» **WHAT YOU ARE ASKED TO DO**:
In the data that follows, find the line with "Category: sun glare"; transcribe it, every later line up to the one with "Category: cumulus cloud", and that line as well, exactly and with no others.

(Records excerpted from a collection)
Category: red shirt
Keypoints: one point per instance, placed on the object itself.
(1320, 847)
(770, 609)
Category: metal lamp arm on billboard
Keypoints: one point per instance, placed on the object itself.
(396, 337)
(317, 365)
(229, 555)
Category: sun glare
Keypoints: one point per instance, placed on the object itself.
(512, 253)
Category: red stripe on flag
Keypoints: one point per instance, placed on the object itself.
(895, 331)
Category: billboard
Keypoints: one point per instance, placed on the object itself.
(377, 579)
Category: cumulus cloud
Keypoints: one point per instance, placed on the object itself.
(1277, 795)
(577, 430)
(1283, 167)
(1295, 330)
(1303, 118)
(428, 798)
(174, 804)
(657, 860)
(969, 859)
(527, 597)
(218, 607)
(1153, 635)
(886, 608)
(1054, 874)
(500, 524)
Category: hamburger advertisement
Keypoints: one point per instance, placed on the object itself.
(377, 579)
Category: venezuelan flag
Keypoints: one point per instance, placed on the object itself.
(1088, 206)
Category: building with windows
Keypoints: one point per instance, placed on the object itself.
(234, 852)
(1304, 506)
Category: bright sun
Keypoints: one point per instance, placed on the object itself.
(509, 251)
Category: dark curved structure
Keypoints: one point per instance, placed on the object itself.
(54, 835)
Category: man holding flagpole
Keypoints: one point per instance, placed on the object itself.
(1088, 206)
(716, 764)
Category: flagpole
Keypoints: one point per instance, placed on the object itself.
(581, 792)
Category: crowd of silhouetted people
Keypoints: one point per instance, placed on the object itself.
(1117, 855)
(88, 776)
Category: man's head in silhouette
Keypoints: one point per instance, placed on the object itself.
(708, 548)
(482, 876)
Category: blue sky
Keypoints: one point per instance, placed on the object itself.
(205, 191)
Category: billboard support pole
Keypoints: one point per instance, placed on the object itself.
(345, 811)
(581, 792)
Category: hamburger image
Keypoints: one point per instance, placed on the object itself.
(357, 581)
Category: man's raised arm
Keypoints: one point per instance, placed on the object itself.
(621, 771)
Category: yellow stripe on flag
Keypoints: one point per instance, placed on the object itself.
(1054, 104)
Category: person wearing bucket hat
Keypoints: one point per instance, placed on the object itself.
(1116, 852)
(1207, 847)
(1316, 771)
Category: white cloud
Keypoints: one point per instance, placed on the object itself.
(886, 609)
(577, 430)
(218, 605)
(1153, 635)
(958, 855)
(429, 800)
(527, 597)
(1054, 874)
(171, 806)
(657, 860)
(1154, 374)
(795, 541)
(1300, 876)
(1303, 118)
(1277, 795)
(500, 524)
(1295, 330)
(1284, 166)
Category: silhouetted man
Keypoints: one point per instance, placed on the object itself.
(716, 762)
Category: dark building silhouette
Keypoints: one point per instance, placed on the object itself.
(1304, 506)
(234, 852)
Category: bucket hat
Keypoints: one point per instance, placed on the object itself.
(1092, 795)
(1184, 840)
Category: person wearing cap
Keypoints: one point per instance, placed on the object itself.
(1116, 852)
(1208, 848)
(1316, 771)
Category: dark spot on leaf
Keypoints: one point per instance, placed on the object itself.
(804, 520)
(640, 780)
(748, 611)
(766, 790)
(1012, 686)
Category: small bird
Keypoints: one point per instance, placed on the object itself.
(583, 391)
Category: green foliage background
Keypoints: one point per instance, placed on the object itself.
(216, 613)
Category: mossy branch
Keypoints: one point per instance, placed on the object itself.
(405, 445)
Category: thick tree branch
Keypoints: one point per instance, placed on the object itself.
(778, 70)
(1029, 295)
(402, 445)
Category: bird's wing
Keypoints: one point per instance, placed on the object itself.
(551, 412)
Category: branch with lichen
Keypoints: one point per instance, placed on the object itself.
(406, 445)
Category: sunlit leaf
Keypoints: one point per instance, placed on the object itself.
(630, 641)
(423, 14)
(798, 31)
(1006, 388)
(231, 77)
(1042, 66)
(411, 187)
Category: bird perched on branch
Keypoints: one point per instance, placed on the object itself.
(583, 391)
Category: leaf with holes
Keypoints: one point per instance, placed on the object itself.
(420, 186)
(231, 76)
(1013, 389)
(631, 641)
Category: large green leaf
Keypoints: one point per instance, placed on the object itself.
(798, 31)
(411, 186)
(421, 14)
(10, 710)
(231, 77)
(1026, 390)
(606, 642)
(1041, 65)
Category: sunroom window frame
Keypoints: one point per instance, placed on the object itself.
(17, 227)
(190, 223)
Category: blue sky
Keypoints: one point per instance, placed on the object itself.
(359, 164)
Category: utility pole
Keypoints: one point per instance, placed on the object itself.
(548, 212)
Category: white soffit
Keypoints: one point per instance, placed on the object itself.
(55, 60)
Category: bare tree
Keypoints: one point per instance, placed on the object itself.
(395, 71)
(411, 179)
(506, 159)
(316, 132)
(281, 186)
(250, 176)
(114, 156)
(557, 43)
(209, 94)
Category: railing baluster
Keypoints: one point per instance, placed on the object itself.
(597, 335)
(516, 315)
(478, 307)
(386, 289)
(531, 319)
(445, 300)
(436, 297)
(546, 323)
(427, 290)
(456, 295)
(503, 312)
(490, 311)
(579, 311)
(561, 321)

» **RESPONSE AREA**:
Category: sun glare
Keypoints: one point per instance, placed on the object itself.
(512, 253)
Category: red stripe on flag
Keypoints: one point per instance, placed on the object itself.
(895, 331)
Category: billboard
Keypoints: one point per instance, placed on the object itself.
(377, 579)
Category: cumulus cloud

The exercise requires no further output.